_Exercise objective_
Change "marker" to "point" in the material from the line with "For every instance of the shirt cuff, drop" up to and including the line with "pixel 275 294", and give those lines again with everything else unchanged. Leave the pictures out of your answer.

● ● ● ● ●

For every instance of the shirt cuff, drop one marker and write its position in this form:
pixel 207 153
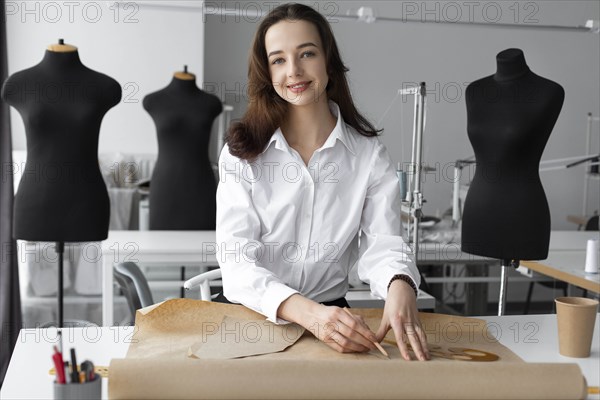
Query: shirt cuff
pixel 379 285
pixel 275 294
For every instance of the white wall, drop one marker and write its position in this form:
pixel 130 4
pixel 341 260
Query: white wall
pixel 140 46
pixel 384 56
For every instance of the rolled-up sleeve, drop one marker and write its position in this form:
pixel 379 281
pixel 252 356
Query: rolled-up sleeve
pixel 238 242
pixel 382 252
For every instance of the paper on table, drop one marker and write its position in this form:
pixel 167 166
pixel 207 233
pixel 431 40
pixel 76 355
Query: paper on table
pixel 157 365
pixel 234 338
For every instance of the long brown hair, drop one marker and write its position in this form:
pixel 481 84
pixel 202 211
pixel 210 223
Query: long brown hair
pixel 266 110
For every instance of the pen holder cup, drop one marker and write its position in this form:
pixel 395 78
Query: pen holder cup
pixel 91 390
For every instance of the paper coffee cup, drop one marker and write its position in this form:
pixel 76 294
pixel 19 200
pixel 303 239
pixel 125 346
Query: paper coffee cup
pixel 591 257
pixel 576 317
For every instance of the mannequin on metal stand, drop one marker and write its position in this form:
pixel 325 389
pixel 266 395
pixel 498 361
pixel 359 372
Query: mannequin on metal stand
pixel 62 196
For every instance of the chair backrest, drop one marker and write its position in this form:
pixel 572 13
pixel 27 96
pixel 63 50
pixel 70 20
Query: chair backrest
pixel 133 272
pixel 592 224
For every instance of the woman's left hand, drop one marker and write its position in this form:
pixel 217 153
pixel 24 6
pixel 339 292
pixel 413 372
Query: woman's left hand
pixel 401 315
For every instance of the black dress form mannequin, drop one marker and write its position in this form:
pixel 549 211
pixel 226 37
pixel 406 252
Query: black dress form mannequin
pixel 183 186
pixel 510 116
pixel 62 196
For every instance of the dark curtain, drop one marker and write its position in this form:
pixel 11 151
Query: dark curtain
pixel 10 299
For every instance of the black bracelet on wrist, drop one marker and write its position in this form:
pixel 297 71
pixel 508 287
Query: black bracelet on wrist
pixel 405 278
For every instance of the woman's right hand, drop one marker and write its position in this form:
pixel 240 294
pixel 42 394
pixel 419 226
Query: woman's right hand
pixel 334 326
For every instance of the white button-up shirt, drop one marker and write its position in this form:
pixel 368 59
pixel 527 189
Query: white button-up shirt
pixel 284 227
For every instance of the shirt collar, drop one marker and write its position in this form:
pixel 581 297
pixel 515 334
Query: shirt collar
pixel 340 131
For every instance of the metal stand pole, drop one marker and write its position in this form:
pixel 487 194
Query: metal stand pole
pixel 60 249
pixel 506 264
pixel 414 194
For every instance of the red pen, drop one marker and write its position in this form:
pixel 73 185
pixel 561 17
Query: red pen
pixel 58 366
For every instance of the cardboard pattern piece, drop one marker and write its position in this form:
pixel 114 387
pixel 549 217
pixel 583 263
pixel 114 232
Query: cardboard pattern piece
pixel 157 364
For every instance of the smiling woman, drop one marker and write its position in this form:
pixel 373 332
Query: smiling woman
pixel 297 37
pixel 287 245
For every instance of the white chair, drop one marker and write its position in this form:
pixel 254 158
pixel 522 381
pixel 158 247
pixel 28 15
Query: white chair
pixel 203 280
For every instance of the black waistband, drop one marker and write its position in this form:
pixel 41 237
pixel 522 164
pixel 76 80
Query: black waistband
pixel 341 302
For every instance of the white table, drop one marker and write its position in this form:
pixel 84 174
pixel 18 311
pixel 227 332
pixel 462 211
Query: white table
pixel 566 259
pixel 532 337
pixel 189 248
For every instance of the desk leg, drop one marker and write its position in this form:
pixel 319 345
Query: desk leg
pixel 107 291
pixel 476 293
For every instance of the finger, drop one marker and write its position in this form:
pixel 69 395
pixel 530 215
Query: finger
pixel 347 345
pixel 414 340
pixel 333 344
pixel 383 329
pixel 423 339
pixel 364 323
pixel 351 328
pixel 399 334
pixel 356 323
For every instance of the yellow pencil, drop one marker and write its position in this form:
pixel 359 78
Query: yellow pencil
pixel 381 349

● ● ● ● ●

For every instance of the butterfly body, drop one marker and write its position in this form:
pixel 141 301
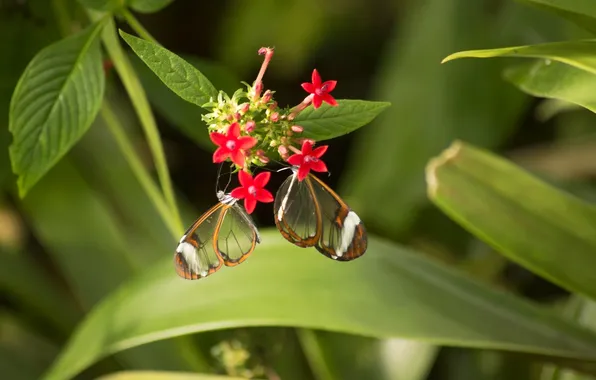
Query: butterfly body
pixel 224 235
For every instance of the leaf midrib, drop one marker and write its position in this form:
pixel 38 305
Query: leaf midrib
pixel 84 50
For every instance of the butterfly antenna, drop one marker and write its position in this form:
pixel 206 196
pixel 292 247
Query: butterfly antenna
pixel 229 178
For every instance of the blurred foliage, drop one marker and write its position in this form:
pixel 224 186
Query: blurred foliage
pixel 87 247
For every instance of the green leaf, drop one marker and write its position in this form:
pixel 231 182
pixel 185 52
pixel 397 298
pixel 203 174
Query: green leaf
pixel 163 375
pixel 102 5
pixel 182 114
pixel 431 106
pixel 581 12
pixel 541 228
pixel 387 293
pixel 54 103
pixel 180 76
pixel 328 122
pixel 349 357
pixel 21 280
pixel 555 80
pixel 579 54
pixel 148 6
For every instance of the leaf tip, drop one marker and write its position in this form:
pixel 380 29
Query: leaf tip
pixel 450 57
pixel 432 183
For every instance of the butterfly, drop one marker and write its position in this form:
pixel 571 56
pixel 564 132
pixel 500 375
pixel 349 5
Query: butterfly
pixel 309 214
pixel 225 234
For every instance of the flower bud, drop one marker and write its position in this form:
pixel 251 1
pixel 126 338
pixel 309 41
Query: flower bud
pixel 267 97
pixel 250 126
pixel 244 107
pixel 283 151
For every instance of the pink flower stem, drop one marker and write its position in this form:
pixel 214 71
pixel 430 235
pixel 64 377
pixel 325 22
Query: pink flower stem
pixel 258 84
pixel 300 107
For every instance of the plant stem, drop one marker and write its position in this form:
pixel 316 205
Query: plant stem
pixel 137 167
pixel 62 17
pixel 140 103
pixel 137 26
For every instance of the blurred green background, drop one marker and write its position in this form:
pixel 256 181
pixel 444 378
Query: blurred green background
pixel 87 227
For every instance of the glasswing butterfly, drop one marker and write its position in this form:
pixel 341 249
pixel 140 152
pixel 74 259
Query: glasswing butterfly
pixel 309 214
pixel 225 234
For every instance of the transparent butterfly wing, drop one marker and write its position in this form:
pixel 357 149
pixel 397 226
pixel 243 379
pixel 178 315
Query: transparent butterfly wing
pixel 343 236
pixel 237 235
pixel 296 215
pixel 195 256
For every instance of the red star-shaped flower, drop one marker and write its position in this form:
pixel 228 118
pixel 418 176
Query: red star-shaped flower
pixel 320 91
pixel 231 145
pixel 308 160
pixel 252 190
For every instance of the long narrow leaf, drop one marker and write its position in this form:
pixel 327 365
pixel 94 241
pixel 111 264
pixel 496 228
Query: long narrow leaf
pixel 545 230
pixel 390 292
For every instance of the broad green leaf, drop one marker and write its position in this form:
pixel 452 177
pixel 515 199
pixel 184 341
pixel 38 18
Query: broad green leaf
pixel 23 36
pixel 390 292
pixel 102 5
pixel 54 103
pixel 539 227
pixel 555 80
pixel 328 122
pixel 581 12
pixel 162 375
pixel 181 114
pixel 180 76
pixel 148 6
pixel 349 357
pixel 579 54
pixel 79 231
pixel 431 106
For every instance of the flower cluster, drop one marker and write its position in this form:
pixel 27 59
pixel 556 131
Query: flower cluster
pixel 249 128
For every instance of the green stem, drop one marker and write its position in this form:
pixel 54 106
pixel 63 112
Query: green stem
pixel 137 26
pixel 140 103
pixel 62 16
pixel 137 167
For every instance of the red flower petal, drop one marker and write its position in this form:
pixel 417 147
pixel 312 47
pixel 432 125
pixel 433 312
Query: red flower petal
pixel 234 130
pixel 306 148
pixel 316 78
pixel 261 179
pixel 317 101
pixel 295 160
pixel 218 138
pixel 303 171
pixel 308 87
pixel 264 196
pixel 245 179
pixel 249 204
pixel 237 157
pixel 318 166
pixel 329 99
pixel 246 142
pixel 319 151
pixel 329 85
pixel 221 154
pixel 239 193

● ● ● ● ●

_Solution to this problem_
For every instance of the shirt cuff, drop one point and write its position in this form:
pixel 207 153
Query: shirt cuff
pixel 379 285
pixel 275 294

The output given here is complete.